(DATA RECORDS Opens)

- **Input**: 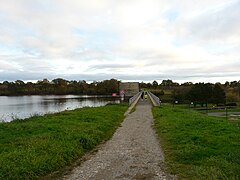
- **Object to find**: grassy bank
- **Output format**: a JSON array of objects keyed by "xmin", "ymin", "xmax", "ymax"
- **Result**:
[
  {"xmin": 0, "ymin": 104, "xmax": 127, "ymax": 179},
  {"xmin": 153, "ymin": 105, "xmax": 240, "ymax": 179}
]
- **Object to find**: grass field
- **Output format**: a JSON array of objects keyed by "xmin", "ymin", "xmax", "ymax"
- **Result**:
[
  {"xmin": 0, "ymin": 104, "xmax": 128, "ymax": 179},
  {"xmin": 153, "ymin": 105, "xmax": 240, "ymax": 179}
]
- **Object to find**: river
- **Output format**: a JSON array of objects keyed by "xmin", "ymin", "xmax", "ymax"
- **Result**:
[{"xmin": 0, "ymin": 95, "xmax": 120, "ymax": 122}]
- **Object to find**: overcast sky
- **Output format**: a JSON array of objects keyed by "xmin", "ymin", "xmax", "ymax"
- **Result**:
[{"xmin": 0, "ymin": 0, "xmax": 240, "ymax": 83}]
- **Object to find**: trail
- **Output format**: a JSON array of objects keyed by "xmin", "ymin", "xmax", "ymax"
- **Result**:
[{"xmin": 63, "ymin": 99, "xmax": 175, "ymax": 180}]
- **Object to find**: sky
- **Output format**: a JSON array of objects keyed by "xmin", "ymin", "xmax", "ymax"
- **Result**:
[{"xmin": 0, "ymin": 0, "xmax": 240, "ymax": 83}]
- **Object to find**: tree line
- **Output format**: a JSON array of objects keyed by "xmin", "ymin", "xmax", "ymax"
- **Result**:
[
  {"xmin": 0, "ymin": 78, "xmax": 119, "ymax": 96},
  {"xmin": 140, "ymin": 80, "xmax": 240, "ymax": 106},
  {"xmin": 0, "ymin": 78, "xmax": 239, "ymax": 106}
]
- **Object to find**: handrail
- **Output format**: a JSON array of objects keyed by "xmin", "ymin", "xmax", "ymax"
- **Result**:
[
  {"xmin": 147, "ymin": 91, "xmax": 161, "ymax": 106},
  {"xmin": 129, "ymin": 91, "xmax": 142, "ymax": 105}
]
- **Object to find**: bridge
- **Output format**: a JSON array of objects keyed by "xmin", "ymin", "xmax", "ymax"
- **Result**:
[{"xmin": 125, "ymin": 91, "xmax": 161, "ymax": 116}]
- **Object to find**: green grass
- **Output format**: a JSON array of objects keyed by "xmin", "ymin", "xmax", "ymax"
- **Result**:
[
  {"xmin": 153, "ymin": 105, "xmax": 240, "ymax": 179},
  {"xmin": 0, "ymin": 104, "xmax": 128, "ymax": 179},
  {"xmin": 172, "ymin": 104, "xmax": 240, "ymax": 113},
  {"xmin": 207, "ymin": 107, "xmax": 240, "ymax": 113}
]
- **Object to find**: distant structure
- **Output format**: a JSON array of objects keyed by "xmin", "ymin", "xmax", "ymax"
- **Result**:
[{"xmin": 119, "ymin": 82, "xmax": 140, "ymax": 96}]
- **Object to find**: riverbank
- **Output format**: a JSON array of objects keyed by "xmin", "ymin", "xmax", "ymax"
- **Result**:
[
  {"xmin": 0, "ymin": 104, "xmax": 128, "ymax": 179},
  {"xmin": 153, "ymin": 105, "xmax": 240, "ymax": 179}
]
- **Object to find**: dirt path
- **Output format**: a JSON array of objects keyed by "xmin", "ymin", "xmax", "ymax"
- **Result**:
[{"xmin": 63, "ymin": 99, "xmax": 175, "ymax": 180}]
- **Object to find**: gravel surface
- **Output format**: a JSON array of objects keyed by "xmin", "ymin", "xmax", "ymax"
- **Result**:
[{"xmin": 63, "ymin": 99, "xmax": 175, "ymax": 180}]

(DATA RECORDS Closes)

** WHAT TO DO **
Given the records above, return exactly the lines starting at the line containing "- **Object to find**: sky" and ending at the line containing "- **Object to find**: tree line", including both.

** ANSWER TO THIS PROBLEM **
- **Object to find**: sky
- **Output format**: a JSON array of objects keyed by "xmin", "ymin", "xmax", "ymax"
- **Result**:
[{"xmin": 0, "ymin": 0, "xmax": 240, "ymax": 83}]
- **Object to find**: tree line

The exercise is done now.